───── Extract provided ─────
Per capita incomes took a hit as the COVID-19 pandemic temporarily reversed gains in output, jobs and incomes. Government assistance for workers and firms provide some support to incomes. The IMF projects GDP per capita to rise above US$4,500 in 2026, from an estimated $3,500 in 2021, as the economy resumes GDP growth above 6% per annum over the next five years.
Country risk in the Philippines is low to moderate. The OECD gives the Philippines a country credit rating of 3, which indicates a relatively low to moderate likelihood that this country will be unable or unwilling to meet its external debt obligations. That said, individual debtors can and do default.
The Philippines has an ease of doing business rank of 95 out of 190 economies. The Philippines outperforms emerging Asian peers on resolving insolvencies and accessing electricity. But starting a business, getting credit and enforcing contracts are generally more difficult than regional peers.
───── Recorded data ─────
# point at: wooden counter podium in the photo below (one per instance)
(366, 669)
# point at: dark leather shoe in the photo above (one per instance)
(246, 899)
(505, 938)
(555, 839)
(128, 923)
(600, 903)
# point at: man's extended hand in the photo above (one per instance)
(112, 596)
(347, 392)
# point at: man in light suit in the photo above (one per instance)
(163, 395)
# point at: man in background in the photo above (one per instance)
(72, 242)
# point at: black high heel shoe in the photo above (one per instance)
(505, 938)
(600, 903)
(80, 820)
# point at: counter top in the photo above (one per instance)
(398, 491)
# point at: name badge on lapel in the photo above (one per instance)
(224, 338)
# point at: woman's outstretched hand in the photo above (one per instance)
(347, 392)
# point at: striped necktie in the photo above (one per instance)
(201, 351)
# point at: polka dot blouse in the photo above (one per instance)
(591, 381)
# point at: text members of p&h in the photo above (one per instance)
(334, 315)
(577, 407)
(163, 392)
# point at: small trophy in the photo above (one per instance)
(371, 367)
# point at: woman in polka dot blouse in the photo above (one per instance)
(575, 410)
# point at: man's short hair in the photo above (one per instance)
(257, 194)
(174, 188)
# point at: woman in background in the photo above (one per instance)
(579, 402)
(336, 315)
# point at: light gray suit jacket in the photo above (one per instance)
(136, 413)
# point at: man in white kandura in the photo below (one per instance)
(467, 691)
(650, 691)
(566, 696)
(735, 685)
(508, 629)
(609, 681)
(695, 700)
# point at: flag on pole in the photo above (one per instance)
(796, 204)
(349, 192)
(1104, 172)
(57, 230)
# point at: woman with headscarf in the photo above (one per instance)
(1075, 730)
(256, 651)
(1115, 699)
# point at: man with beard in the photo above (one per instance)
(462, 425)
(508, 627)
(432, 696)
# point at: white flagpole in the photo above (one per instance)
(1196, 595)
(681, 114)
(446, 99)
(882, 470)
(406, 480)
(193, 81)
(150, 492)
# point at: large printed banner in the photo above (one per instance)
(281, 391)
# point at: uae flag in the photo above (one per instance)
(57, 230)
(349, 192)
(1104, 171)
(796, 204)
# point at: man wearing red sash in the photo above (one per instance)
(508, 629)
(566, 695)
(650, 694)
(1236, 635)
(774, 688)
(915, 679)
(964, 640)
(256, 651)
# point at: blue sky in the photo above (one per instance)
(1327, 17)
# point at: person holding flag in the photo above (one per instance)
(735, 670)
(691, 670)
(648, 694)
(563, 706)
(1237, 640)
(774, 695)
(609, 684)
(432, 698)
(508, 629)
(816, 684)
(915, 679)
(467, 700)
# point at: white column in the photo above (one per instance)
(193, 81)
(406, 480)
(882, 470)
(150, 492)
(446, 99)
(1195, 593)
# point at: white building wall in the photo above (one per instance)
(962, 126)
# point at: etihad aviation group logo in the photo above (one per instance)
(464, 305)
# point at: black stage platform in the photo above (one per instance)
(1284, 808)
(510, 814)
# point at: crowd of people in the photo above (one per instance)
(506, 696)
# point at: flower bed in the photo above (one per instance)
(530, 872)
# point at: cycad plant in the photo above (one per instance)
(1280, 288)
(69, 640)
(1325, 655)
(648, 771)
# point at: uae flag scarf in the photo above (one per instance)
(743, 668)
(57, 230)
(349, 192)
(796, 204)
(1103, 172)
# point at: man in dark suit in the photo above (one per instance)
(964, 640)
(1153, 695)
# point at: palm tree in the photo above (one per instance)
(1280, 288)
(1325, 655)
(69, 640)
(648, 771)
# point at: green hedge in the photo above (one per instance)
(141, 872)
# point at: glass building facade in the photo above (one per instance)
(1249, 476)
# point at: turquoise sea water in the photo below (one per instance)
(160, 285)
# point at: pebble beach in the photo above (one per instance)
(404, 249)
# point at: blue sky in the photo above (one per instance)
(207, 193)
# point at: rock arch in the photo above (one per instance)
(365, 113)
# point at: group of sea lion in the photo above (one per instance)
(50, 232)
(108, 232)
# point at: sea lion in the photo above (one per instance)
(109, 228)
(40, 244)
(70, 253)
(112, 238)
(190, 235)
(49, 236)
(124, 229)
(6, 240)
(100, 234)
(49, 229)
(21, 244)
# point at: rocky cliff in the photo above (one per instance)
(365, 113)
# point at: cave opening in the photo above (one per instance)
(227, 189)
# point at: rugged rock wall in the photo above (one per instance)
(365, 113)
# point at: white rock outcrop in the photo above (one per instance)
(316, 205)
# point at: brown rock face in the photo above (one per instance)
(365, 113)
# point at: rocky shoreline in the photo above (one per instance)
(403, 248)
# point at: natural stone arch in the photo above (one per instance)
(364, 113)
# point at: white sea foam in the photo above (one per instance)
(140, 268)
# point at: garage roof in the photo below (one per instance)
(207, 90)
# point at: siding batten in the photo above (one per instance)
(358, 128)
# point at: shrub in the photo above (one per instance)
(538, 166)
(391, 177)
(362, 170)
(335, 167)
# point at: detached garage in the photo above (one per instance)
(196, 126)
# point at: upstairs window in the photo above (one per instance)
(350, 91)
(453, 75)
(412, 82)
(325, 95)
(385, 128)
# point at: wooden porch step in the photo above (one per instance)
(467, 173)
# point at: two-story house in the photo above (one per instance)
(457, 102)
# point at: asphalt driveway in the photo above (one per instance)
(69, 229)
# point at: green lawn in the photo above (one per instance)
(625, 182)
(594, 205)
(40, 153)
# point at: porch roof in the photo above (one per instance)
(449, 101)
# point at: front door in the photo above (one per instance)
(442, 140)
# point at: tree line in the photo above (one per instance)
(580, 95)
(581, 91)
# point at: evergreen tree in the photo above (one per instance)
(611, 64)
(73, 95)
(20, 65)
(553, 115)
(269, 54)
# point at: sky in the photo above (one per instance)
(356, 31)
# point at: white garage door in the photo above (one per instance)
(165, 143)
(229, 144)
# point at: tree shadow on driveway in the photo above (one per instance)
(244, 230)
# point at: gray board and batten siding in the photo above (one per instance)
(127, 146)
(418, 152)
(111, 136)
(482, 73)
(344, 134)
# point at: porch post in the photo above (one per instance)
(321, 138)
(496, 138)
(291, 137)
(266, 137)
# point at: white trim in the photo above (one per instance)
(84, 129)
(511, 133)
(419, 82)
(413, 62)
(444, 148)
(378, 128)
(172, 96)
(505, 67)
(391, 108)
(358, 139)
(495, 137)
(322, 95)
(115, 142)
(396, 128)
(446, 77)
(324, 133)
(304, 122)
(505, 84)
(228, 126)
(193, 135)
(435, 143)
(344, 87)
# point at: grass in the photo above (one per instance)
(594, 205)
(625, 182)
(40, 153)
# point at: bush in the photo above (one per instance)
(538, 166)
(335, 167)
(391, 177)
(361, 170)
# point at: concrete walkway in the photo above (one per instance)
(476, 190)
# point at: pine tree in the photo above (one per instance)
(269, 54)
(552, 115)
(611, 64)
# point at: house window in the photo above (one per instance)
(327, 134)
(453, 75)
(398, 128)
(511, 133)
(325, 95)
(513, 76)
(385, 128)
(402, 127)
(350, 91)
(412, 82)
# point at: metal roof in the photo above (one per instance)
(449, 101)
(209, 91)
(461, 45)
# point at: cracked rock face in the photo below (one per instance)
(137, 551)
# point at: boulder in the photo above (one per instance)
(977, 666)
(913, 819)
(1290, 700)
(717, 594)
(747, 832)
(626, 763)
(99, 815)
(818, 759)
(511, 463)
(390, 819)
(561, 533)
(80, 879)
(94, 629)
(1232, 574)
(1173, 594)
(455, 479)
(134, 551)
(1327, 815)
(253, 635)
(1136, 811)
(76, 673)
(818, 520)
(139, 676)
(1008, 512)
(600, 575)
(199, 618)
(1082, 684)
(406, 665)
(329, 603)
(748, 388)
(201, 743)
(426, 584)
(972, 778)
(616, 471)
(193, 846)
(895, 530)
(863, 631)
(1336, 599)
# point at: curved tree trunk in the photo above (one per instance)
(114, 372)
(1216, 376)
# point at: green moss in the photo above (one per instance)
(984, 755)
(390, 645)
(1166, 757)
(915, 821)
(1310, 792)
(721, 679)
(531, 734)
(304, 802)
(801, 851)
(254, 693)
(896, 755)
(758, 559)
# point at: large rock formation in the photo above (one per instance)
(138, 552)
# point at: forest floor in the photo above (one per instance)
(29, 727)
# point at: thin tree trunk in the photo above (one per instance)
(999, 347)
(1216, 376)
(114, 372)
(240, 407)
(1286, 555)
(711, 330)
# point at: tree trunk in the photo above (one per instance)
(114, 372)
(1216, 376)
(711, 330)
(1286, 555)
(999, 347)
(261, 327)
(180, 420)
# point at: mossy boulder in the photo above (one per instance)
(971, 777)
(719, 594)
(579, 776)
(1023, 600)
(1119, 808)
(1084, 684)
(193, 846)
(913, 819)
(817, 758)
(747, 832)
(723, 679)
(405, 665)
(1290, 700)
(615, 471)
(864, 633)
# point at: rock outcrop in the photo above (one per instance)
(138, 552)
─────
In the text on the Philippine economy, what ease of doing business rank does the Philippines hold?

The Philippines ranks 95 out of 190 economies.